Entries from a point annotation set
>> Start
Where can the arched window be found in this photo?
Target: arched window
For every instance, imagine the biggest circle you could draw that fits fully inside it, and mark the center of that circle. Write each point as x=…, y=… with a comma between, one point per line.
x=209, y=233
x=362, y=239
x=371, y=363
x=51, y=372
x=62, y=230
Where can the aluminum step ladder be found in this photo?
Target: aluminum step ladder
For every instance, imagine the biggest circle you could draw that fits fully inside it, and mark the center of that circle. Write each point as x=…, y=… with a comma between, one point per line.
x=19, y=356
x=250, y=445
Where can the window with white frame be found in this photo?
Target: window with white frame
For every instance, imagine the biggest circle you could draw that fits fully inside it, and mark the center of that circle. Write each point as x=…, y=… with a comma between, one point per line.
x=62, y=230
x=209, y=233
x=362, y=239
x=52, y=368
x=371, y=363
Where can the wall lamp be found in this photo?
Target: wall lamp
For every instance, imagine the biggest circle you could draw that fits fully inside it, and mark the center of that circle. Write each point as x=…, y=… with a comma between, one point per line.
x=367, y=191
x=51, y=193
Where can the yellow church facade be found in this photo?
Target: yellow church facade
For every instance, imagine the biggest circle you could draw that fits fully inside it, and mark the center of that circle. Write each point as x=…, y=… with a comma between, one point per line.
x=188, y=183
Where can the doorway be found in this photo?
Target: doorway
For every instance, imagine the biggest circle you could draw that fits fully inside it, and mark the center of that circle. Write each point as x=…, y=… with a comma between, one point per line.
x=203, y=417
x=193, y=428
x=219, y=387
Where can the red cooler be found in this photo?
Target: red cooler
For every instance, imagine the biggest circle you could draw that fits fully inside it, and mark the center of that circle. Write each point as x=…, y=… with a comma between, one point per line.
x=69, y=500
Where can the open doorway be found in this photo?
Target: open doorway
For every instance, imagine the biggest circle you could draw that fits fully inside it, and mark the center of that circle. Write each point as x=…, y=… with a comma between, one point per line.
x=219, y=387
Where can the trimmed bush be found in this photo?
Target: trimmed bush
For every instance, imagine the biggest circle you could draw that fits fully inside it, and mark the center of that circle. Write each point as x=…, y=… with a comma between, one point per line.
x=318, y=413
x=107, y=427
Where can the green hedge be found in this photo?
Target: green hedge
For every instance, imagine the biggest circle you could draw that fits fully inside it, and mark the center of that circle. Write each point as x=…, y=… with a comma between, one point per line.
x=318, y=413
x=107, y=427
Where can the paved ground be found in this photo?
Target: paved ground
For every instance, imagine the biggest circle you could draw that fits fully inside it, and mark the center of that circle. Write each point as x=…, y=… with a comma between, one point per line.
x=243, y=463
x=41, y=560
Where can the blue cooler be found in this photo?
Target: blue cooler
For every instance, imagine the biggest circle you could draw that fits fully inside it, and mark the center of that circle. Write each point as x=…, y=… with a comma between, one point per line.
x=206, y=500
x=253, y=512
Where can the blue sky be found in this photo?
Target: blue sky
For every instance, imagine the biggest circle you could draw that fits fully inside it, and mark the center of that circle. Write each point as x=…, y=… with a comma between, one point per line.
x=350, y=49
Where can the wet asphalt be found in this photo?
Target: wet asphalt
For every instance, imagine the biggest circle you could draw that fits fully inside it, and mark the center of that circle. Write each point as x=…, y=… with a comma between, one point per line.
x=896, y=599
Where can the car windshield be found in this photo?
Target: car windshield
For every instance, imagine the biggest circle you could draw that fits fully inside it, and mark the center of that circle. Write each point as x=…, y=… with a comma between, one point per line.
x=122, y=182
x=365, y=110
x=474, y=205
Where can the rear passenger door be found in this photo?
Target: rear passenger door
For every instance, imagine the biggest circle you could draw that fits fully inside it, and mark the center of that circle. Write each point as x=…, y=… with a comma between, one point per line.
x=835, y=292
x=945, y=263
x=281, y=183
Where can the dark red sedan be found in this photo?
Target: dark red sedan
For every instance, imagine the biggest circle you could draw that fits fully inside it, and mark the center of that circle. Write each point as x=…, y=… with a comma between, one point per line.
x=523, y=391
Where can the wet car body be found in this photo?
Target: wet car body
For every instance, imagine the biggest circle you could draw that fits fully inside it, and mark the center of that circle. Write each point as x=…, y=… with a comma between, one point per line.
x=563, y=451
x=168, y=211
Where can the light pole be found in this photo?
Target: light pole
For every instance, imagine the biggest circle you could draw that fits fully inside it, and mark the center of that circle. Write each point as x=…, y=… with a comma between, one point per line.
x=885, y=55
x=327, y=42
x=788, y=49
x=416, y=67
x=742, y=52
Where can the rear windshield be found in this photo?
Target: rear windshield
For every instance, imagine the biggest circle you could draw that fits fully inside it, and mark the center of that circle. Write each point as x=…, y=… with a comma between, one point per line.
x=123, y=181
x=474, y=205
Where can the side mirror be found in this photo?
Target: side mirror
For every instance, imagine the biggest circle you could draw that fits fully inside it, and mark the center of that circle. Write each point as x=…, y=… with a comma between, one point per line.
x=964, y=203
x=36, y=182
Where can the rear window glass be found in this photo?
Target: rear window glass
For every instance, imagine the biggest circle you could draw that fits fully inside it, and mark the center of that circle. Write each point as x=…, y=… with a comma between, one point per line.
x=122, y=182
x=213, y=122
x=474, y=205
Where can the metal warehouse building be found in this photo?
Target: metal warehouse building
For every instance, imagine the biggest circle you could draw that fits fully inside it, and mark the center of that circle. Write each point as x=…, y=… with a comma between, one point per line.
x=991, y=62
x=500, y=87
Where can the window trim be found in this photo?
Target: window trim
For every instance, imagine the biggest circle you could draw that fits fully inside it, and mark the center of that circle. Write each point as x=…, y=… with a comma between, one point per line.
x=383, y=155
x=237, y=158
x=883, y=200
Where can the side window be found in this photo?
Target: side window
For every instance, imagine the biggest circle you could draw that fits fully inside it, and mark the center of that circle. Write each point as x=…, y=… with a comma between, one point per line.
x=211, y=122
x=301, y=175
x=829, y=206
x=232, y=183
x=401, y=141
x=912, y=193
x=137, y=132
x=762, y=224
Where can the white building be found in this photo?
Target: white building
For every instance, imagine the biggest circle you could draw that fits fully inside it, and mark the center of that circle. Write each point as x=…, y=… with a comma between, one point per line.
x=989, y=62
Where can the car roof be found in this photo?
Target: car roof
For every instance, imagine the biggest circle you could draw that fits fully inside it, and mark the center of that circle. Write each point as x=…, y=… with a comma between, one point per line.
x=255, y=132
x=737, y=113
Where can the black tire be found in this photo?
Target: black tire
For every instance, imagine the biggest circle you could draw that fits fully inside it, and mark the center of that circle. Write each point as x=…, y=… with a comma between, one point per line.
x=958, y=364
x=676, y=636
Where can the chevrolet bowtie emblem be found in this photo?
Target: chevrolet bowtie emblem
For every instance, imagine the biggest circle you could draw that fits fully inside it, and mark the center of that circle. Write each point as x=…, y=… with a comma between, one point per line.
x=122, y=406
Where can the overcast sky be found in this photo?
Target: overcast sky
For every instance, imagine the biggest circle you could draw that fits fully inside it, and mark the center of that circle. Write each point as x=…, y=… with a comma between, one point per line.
>> End
Written request
Recast the records above as a Markdown table with the columns "Row" and "Line." Give each non-blank line its own numbered row.

Solution to the problem
| Row | Line |
|---|---|
| 1 | Where can the arched window be found in this photo? |
| 2 | Target: arched window |
| 3 | For every instance, imagine the biggest circle you could draw that fits fully inside it, and mark the center of that circle. Write each point as x=…, y=… with a comma between, one point per line. |
| 4 | x=209, y=233 |
| 5 | x=362, y=239 |
| 6 | x=371, y=363 |
| 7 | x=51, y=372 |
| 8 | x=62, y=230 |
| 9 | Where can the aluminum step ladder be found in this photo? |
| 10 | Target: aluminum step ladder |
| 11 | For every instance, imagine the biggest circle you could draw that fits fully inside it, and mark the center of that circle. Write each point as x=…, y=… with a comma between, one point per line. |
| 12 | x=19, y=356 |
| 13 | x=250, y=445 |
| 14 | Where can the window with white frame be found in this photo? |
| 15 | Target: window with white frame |
| 16 | For every instance, imagine the biggest circle you could draw that fits fully inside it, and mark the center of that circle. Write each point as x=…, y=… with a comma between, one point per line. |
| 17 | x=62, y=230 |
| 18 | x=209, y=233 |
| 19 | x=362, y=239 |
| 20 | x=52, y=368 |
| 21 | x=371, y=363 |
| 22 | Where can the wall lamp be found in this photo? |
| 23 | Target: wall lamp |
| 24 | For every instance, imagine the biggest circle you could draw that fits fully inside it, and mark the center of that circle. Write each point as x=…, y=… with a comma between, one point per line. |
| 25 | x=367, y=191 |
| 26 | x=51, y=193 |
| 27 | Where can the yellow church facade be found in this photo? |
| 28 | Target: yellow church facade |
| 29 | For every instance, imagine the biggest circle you could draw that fits fully inside it, and mark the center of that circle. Write each point as x=…, y=… with a comma between, one point per line. |
| 30 | x=188, y=183 |
| 31 | Where can the doorway be found in this photo? |
| 32 | Target: doorway |
| 33 | For every instance, imagine the biggest circle you could draw that fits fully inside it, and mark the center of that circle. Write each point as x=…, y=… with a comma between, one point per line. |
| 34 | x=203, y=417 |
| 35 | x=193, y=428 |
| 36 | x=219, y=387 |
| 37 | Where can the red cooler be found in this photo? |
| 38 | Target: red cooler |
| 39 | For every instance, imagine the biggest circle you could draw that fits fully inside it, and mark the center of that circle. Write each point as x=…, y=… with a comma between, one point per line. |
| 40 | x=69, y=500 |
| 41 | Where can the open doorway be found in this photo? |
| 42 | Target: open doorway |
| 43 | For every instance, imagine the biggest circle you could draw that fits fully inside it, and mark the center of that circle. Write each point as x=…, y=… with a comma between, one point per line. |
| 44 | x=219, y=387 |
| 45 | Where can the trimmed bush be found in this photo? |
| 46 | Target: trimmed bush |
| 47 | For every instance, imagine the biggest circle you could draw that fits fully inside it, and mark the center of that circle. Write each point as x=…, y=… with a comma between, one point per line. |
| 48 | x=318, y=413 |
| 49 | x=107, y=427 |
| 50 | Where can the green hedge be found in this photo? |
| 51 | Target: green hedge |
| 52 | For every instance, imagine the biggest circle you could draw that fits fully inside it, and mark the center of that circle. Write each point as x=…, y=… with a comma between, one point per line. |
| 53 | x=318, y=413 |
| 54 | x=107, y=427 |
| 55 | Where can the paved ground be found in this photo? |
| 56 | Target: paved ground |
| 57 | For every instance, imagine the biggest circle you could draw that fits fully inside it, and mark the center of that circle. Write each point as x=…, y=… with a comma between, one point per line. |
| 58 | x=243, y=463 |
| 59 | x=41, y=560 |
| 60 | Where can the blue cooler be found in this photo? |
| 61 | Target: blue cooler |
| 62 | For every instance, imagine the biggest circle you could draw that fits fully inside it, and mark the center of that circle. Write each point as x=…, y=… with a comma between, one point per line. |
| 63 | x=206, y=500 |
| 64 | x=253, y=512 |
| 65 | Where can the blue sky be found in this photo? |
| 66 | Target: blue sky |
| 67 | For every instance, imagine the biggest circle you could draw that fits fully inside it, and mark the center of that circle. Write each point as x=…, y=… with a comma between, one point per line. |
| 68 | x=350, y=49 |
| 69 | Where can the wet asphalt be found in this photo? |
| 70 | Target: wet asphalt |
| 71 | For every instance, imagine the biggest circle you could draw that fits fully inside it, and mark the center of that circle. Write each point as x=…, y=… with a comma between, one point per line. |
| 72 | x=896, y=599 |
| 73 | Where can the car windshield be found in this photo? |
| 74 | Target: car windshield |
| 75 | For every instance, imagine the biggest circle you could draw that fits fully inside it, and mark the center of that circle. Write each point as x=…, y=… with a comma between, one point per line. |
| 76 | x=122, y=182 |
| 77 | x=365, y=110 |
| 78 | x=474, y=205 |
| 79 | Where can the rear passenger door be found in this photo? |
| 80 | Target: rear passenger door |
| 81 | For every instance, imagine the biggest circle you could draw that fits fully inside it, and mark the center of that circle. Write each point as x=…, y=… with a comma between, one point per line. |
| 82 | x=835, y=292 |
| 83 | x=945, y=263 |
| 84 | x=281, y=183 |
| 85 | Where can the dark red sedan be found in this photo? |
| 86 | Target: dark red sedan |
| 87 | For every instance, imagine the biggest circle you could draw that fits fully inside it, and mark the center of that circle. Write each point as x=…, y=… with a comma between, one point per line. |
| 88 | x=523, y=391 |
| 89 | Where can the wet car body be found in this photo? |
| 90 | Target: wet car body |
| 91 | For every instance, imagine the biggest circle you could draw that fits fully inside it, and mark the center of that circle. Write each point as x=…, y=… with a comma between, one point per line. |
| 92 | x=563, y=451 |
| 93 | x=168, y=211 |
| 94 | Where can the light pole be found in this photo? |
| 95 | Target: light pole |
| 96 | For every instance, imagine the biggest circle you could draw that fits fully inside it, and mark the center of that circle. Write each point as x=…, y=… with a comma between, one point per line. |
| 97 | x=885, y=55 |
| 98 | x=327, y=42 |
| 99 | x=788, y=49 |
| 100 | x=416, y=67 |
| 101 | x=742, y=52 |
| 102 | Where can the rear windshield be found in this photo? |
| 103 | Target: rear windshield |
| 104 | For every instance, imagine the biggest circle you could draw that fits fully inside it, and mark the center of that circle. Write each point as x=…, y=… with a comma between, one point per line. |
| 105 | x=123, y=181 |
| 106 | x=474, y=205 |
| 107 | Where can the side mirror be found in this photo? |
| 108 | Target: side mirror |
| 109 | For every instance, imagine the biggest circle you could draw that fits fully inside it, and mark the center of that circle. Write each point as x=…, y=… with a comma between, one point per line. |
| 110 | x=964, y=203 |
| 111 | x=36, y=182 |
| 112 | Where can the rear window glass be found in this photo? |
| 113 | Target: rear window glass |
| 114 | For every instance, imagine the biggest circle you could draw that fits fully inside it, and mark the center of that circle. Write each point as x=…, y=… with a comma between, one point per line. |
| 115 | x=122, y=182 |
| 116 | x=213, y=122 |
| 117 | x=474, y=205 |
| 118 | Where can the metal warehouse building be found in this photo? |
| 119 | Target: metal warehouse building |
| 120 | For every instance, imagine the biggest circle you could draw that fits fully inside it, and mark the center of that circle. Write each point as x=…, y=… with a comma between, one point per line. |
| 121 | x=991, y=62 |
| 122 | x=500, y=87 |
| 123 | Where can the window trim be found in this photo? |
| 124 | Target: window trim |
| 125 | For every instance, imagine the biggest circle you could draw that fits fully inside it, and mark the center of that circle. Write each point as x=…, y=… with a comma between, one point per line. |
| 126 | x=383, y=155 |
| 127 | x=237, y=158 |
| 128 | x=883, y=200 |
| 129 | Where can the side window be found in this photo? |
| 130 | Target: side window |
| 131 | For every instance, imagine the biggest circle you could draw that fits fully inside it, and mark the center of that circle. Write each point as x=…, y=… with a comma between, one point per line. |
| 132 | x=211, y=122 |
| 133 | x=301, y=175 |
| 134 | x=829, y=206 |
| 135 | x=232, y=183 |
| 136 | x=401, y=141 |
| 137 | x=912, y=193 |
| 138 | x=137, y=132 |
| 139 | x=762, y=224 |
| 140 | Where can the white building be found in this photo? |
| 141 | Target: white building |
| 142 | For every instance, imagine the biggest circle you could draw that fits fully inside it, and mark the center of that circle. Write each point as x=…, y=… with a comma between, one point per line. |
| 143 | x=989, y=62 |
| 144 | Where can the car roof be found in this photo? |
| 145 | Target: car roof |
| 146 | For every instance, imagine the biggest circle you could draw that fits fully inside it, and mark the center of that circle. Write each point as x=…, y=… with a comma between, one point per line. |
| 147 | x=255, y=132 |
| 148 | x=737, y=113 |
| 149 | Where can the black tire be found in this photo? |
| 150 | Target: black tire |
| 151 | For every instance, imagine the biggest circle you could draw that fits fully inside it, and mark the center of that circle. Write each point as x=…, y=… with a comma between, one point per line. |
| 152 | x=958, y=364 |
| 153 | x=676, y=636 |
| 154 | Where can the chevrolet bowtie emblem be found in this photo? |
| 155 | Target: chevrolet bowtie emblem |
| 156 | For every instance, imagine the biggest circle you could draw that fits fully inside it, and mark the center of that circle. Write each point as x=…, y=… with a comma between, one point per line. |
| 157 | x=122, y=406 |
| 158 | Where can the overcast sky be found in this photo? |
| 159 | Target: overcast sky |
| 160 | For every instance, imagine the biggest circle you could draw that fits fully inside it, and mark the center of that circle. Write each point as x=…, y=… with a comma between, one point per line. |